→ Excerpted text
======
Greg Toner (13:50): So the firm that I bought through Poe Group had 15 vets and then growing up, my dad was a pharmaceutical rep for the vet industry. So I knew the lingo. I knew some people in the industry. So when I worked with those 15 vets, I helped a couple of them sell, helped one larger association sell, picked up other clients in the city and it was like, “Hey, I think there’s something here.” And then I reached out to some contacts I had in the industry and said, “This is what I’m going to try to do.”
And then around that time COVID happened and everyone got okay with talking over Zoom. So that unlocked a lot of the country for me in one shot. So from London, Ontario, I have clients literally from the Atlantic Ocean to the Pacific Ocean. And it’s amazing. We work with 360 vet practices across Canada right now and it’s growing. And that’s really powerful because it’s a big snowball. Once you get deeper and deeper and deeper, you understand the pain points and it just becomes easier.
======
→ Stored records
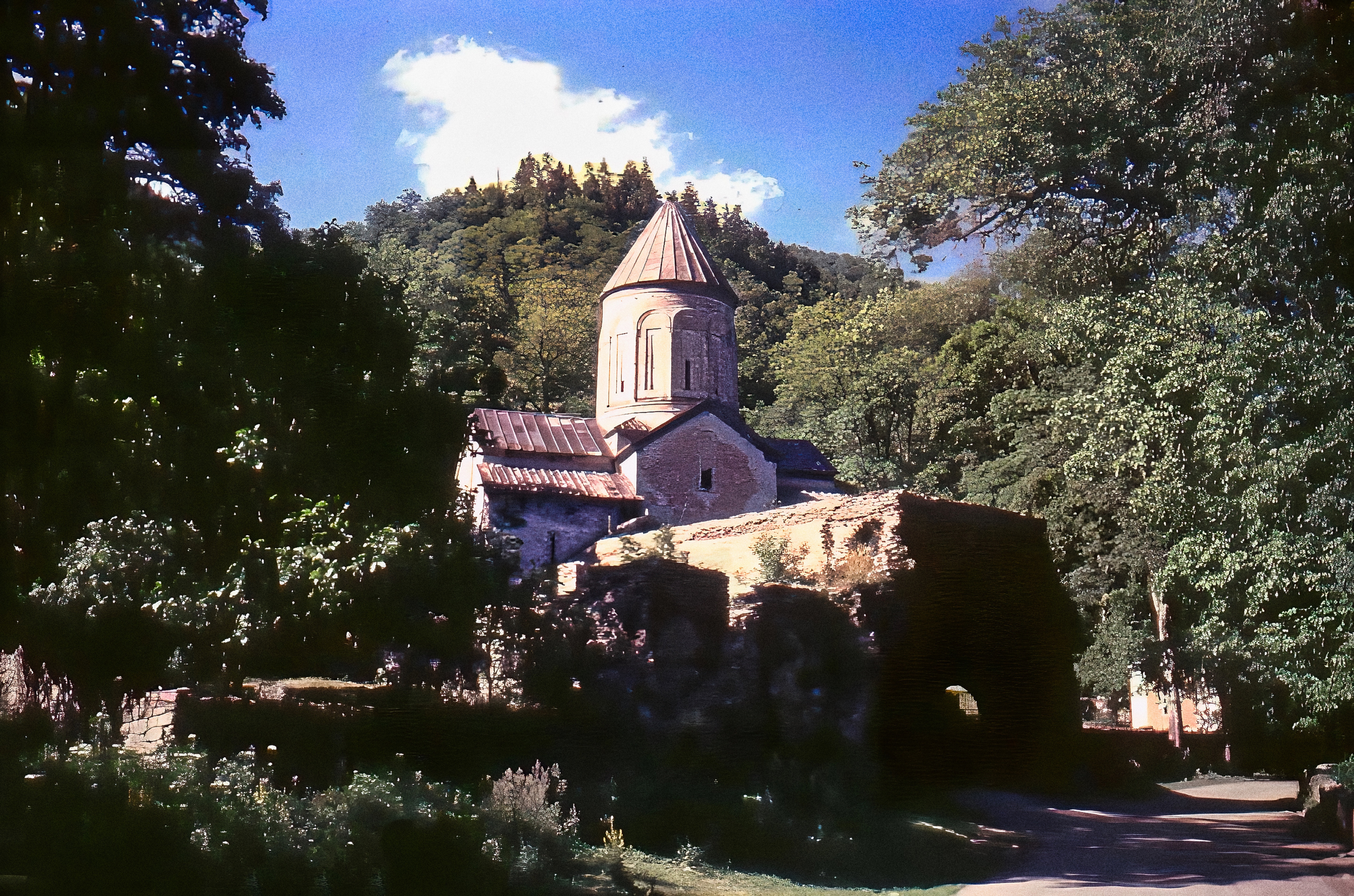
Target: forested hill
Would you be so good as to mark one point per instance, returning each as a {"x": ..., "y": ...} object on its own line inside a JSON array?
[{"x": 503, "y": 279}]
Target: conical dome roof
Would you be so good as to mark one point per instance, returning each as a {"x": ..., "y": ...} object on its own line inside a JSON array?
[{"x": 668, "y": 251}]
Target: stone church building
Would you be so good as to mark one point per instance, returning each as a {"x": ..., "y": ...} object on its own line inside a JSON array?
[{"x": 668, "y": 441}]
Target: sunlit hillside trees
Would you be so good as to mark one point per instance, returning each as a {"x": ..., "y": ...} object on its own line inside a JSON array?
[{"x": 1178, "y": 174}]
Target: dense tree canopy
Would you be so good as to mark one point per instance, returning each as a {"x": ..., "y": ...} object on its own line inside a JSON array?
[
  {"x": 473, "y": 266},
  {"x": 185, "y": 378},
  {"x": 1177, "y": 316}
]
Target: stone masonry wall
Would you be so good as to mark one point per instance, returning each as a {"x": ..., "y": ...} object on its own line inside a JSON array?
[{"x": 670, "y": 474}]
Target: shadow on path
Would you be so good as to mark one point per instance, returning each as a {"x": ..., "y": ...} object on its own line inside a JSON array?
[{"x": 1187, "y": 838}]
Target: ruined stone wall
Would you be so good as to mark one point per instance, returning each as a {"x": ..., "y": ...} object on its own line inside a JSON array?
[
  {"x": 839, "y": 534},
  {"x": 668, "y": 473},
  {"x": 148, "y": 723},
  {"x": 531, "y": 518}
]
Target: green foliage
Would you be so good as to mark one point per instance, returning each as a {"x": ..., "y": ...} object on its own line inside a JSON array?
[
  {"x": 1176, "y": 175},
  {"x": 664, "y": 547},
  {"x": 139, "y": 607},
  {"x": 224, "y": 826},
  {"x": 553, "y": 360},
  {"x": 859, "y": 377},
  {"x": 771, "y": 557}
]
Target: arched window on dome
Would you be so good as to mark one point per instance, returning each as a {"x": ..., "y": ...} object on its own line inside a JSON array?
[
  {"x": 691, "y": 354},
  {"x": 655, "y": 357}
]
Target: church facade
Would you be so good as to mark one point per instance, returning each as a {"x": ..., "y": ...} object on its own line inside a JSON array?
[{"x": 668, "y": 442}]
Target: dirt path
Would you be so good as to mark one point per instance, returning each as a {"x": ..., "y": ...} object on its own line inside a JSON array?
[{"x": 1196, "y": 838}]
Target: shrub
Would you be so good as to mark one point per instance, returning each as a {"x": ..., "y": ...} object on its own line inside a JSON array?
[{"x": 527, "y": 826}]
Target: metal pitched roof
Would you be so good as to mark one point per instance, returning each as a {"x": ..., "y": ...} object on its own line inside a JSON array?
[
  {"x": 542, "y": 434},
  {"x": 580, "y": 484},
  {"x": 668, "y": 251}
]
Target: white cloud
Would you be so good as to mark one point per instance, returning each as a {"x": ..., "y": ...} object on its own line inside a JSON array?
[{"x": 485, "y": 112}]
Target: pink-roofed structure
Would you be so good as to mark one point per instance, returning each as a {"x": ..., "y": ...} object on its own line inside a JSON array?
[{"x": 668, "y": 442}]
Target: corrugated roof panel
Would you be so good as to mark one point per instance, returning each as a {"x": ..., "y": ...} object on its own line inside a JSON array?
[
  {"x": 542, "y": 434},
  {"x": 580, "y": 484}
]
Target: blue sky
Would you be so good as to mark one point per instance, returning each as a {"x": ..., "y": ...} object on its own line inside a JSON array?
[{"x": 767, "y": 102}]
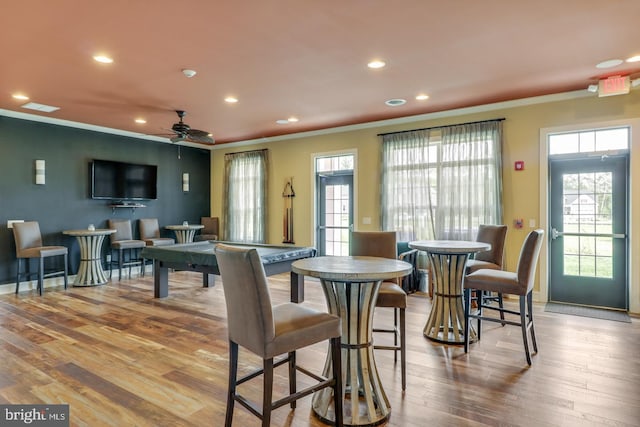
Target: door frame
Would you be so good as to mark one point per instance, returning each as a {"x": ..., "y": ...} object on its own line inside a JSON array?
[
  {"x": 542, "y": 295},
  {"x": 314, "y": 193}
]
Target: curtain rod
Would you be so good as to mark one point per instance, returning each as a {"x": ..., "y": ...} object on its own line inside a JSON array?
[
  {"x": 445, "y": 126},
  {"x": 248, "y": 151}
]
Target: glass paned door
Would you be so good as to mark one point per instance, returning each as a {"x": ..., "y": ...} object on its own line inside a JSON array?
[
  {"x": 335, "y": 212},
  {"x": 588, "y": 245}
]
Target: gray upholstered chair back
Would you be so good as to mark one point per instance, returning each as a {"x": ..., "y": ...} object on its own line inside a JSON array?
[
  {"x": 374, "y": 243},
  {"x": 494, "y": 235},
  {"x": 149, "y": 228},
  {"x": 27, "y": 236},
  {"x": 529, "y": 259},
  {"x": 249, "y": 312},
  {"x": 123, "y": 230}
]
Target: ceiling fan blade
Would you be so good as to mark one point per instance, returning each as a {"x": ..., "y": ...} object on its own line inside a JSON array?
[{"x": 200, "y": 136}]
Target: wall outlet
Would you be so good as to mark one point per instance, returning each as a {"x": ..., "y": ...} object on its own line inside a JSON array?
[{"x": 11, "y": 221}]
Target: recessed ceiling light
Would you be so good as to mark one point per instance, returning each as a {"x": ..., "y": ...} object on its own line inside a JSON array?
[
  {"x": 40, "y": 107},
  {"x": 395, "y": 102},
  {"x": 103, "y": 59},
  {"x": 376, "y": 64},
  {"x": 610, "y": 63}
]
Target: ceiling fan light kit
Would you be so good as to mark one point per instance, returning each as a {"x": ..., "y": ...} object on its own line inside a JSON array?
[{"x": 184, "y": 132}]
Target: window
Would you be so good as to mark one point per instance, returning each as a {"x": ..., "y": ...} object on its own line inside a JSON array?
[
  {"x": 442, "y": 183},
  {"x": 245, "y": 195}
]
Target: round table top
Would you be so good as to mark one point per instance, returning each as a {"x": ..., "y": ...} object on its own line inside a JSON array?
[
  {"x": 87, "y": 232},
  {"x": 185, "y": 227},
  {"x": 450, "y": 246},
  {"x": 351, "y": 268}
]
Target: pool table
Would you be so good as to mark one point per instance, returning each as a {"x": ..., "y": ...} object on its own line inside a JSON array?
[{"x": 200, "y": 257}]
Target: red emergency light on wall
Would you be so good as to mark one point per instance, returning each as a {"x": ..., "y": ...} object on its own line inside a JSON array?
[{"x": 614, "y": 85}]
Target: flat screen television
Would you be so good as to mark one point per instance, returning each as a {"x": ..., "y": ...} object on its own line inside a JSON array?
[{"x": 117, "y": 181}]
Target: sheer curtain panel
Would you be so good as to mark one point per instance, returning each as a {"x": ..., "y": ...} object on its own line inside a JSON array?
[
  {"x": 442, "y": 183},
  {"x": 245, "y": 197}
]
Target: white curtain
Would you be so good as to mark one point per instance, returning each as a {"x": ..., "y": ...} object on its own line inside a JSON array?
[
  {"x": 442, "y": 183},
  {"x": 245, "y": 197}
]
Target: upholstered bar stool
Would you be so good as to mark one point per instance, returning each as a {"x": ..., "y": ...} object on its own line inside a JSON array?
[
  {"x": 122, "y": 241},
  {"x": 29, "y": 245},
  {"x": 269, "y": 331},
  {"x": 494, "y": 235},
  {"x": 518, "y": 283},
  {"x": 383, "y": 244}
]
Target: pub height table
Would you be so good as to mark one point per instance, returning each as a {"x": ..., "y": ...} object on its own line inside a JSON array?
[
  {"x": 185, "y": 232},
  {"x": 448, "y": 259},
  {"x": 351, "y": 286},
  {"x": 90, "y": 271}
]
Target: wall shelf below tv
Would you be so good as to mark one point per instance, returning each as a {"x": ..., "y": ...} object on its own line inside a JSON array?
[{"x": 131, "y": 206}]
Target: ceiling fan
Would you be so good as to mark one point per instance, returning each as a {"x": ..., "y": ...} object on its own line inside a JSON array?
[{"x": 184, "y": 132}]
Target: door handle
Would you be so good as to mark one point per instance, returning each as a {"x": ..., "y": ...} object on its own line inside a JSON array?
[{"x": 555, "y": 233}]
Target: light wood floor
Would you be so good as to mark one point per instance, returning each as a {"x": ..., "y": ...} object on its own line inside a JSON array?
[{"x": 119, "y": 357}]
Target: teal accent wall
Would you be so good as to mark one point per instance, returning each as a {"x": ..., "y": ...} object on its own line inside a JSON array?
[{"x": 64, "y": 202}]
======
→ Work to be completed
Reproduce the excerpt about building a veterinary client base word for word, from its first line to its last.

→ Exercise solution
Greg Toner (13:50): So the firm that I bought through Poe Group had 15 vets and then growing up, my dad was a pharmaceutical rep for the vet industry. So I knew the lingo. I knew some people in the industry. So when I worked with those 15 vets, I helped a couple of them sell, helped one larger association sell, picked up other clients in the city and it was like, “Hey, I think there’s something here.” And then I reached out to some contacts I had in the industry and said, “This is what I’m going to try to do.”
And then around that time COVID happened and everyone got okay with talking over Zoom. So that unlocked a lot of the country for me in one shot. So from London, Ontario, I have clients literally from the Atlantic Ocean to the Pacific Ocean. And it’s amazing. We work with 360 vet practices across Canada right now and it’s growing. And that’s really powerful because it’s a big snowball. Once you get deeper and deeper and deeper, you understand the pain points and it just becomes easier.